EXERCISE GOAL: State how many lines in the data below contain the string "door", with uppercase and lowercase treated as different. Reply with the number only.
# Start of DATA LISTING
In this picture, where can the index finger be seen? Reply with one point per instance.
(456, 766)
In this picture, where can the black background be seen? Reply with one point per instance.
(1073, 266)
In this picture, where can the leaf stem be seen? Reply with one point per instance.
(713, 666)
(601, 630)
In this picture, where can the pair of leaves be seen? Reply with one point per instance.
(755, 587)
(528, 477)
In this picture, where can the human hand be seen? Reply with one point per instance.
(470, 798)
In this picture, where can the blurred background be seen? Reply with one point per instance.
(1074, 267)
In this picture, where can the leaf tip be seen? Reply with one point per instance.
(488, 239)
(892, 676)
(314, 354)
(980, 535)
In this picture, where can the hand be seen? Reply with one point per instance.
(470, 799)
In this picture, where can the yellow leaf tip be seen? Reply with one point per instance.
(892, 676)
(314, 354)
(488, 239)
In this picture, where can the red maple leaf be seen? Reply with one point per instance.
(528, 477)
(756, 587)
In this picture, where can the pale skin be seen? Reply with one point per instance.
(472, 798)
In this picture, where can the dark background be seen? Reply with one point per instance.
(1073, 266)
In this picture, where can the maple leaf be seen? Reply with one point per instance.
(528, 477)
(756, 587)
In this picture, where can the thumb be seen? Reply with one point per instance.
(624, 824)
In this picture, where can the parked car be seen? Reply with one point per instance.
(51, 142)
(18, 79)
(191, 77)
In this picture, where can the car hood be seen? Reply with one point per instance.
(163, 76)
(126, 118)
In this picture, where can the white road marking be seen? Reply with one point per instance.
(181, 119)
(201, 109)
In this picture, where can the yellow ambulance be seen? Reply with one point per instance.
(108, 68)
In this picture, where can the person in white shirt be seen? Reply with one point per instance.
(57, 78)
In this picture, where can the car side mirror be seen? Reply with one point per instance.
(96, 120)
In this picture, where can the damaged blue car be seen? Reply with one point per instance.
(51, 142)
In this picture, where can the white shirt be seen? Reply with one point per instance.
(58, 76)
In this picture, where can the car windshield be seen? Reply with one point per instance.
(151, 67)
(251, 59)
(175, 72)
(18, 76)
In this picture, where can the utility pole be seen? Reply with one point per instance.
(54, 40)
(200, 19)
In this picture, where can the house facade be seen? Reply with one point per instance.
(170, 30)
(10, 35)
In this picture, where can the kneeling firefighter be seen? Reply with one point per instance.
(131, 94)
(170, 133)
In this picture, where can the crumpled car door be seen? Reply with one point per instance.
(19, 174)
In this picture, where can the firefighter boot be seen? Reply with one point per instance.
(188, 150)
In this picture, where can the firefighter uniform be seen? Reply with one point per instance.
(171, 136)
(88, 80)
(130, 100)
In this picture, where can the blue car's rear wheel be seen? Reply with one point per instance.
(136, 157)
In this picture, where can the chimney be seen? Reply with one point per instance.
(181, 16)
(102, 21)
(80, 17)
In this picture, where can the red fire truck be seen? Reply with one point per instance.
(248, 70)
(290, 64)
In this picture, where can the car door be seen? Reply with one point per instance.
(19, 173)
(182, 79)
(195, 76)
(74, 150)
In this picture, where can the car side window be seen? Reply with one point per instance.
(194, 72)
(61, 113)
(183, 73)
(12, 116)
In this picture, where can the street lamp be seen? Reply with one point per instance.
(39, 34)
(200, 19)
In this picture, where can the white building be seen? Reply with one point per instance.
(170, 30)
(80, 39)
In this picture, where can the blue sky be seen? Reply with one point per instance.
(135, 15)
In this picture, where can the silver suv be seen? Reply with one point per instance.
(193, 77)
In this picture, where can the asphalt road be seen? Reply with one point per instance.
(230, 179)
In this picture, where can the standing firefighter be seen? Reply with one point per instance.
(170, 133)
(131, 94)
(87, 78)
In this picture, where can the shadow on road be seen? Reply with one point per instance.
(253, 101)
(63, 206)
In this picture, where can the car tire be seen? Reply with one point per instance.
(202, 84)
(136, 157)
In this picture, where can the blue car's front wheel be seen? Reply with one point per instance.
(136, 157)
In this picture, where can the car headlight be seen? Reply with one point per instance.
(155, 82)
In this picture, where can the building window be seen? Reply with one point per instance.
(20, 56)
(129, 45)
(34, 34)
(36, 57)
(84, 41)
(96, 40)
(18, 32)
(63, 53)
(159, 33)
# End of DATA LISTING
# Start of DATA LISTING
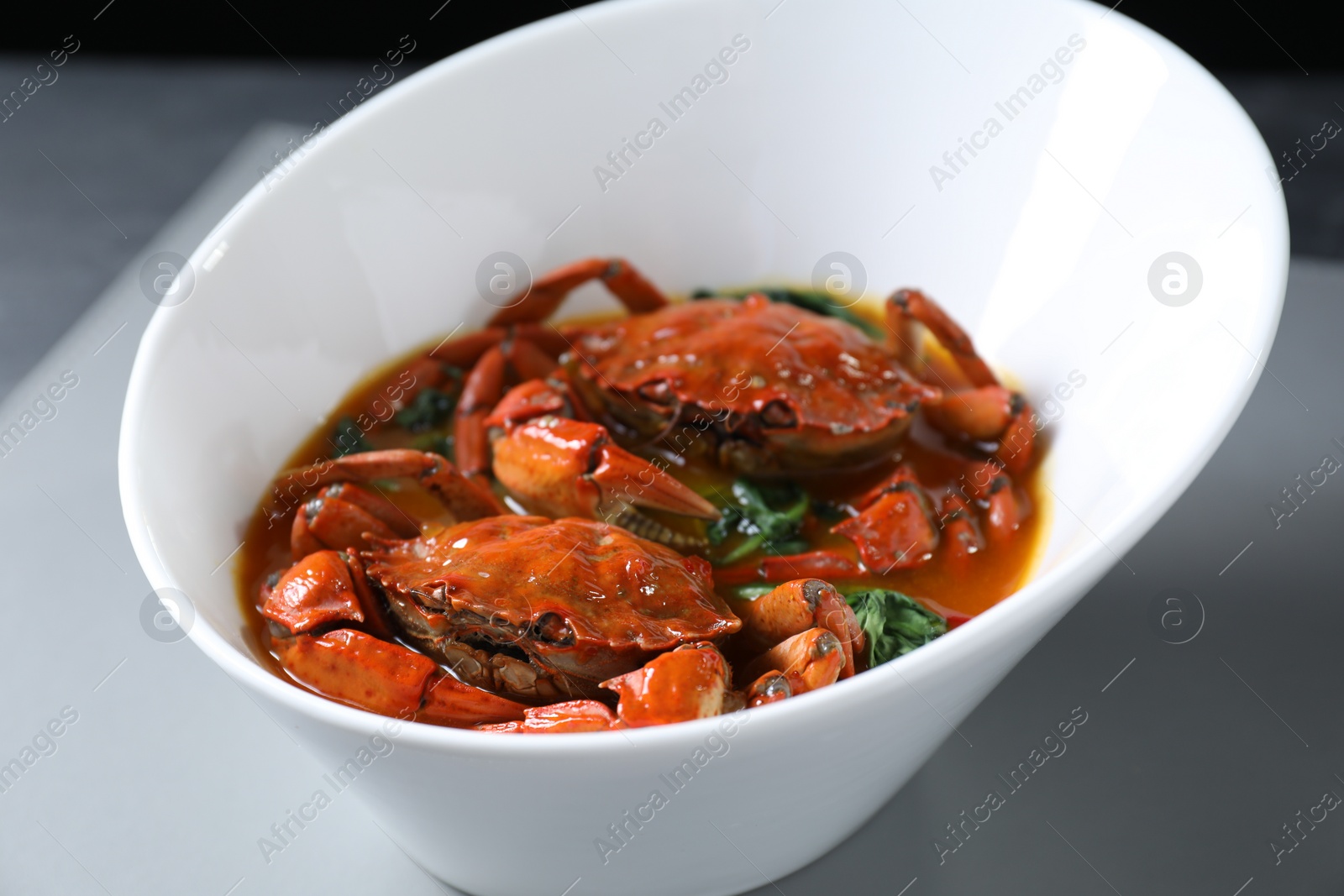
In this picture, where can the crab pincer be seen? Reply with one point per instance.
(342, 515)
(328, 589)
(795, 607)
# End of DATA LISTING
ANSWER TO THIS TASK: 2